Challenge —
Render every line of the listing below as a numbered list, omitting any blank lines.

#### Rows

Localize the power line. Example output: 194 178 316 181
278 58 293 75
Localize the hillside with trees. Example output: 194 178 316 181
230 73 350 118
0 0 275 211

########

Output of the task —
1. Localize the power line. Example output: 194 178 316 181
2. 278 58 293 75
3. Localize the hillside with trees. Example output: 194 178 316 181
4. 230 73 350 118
5. 0 0 275 211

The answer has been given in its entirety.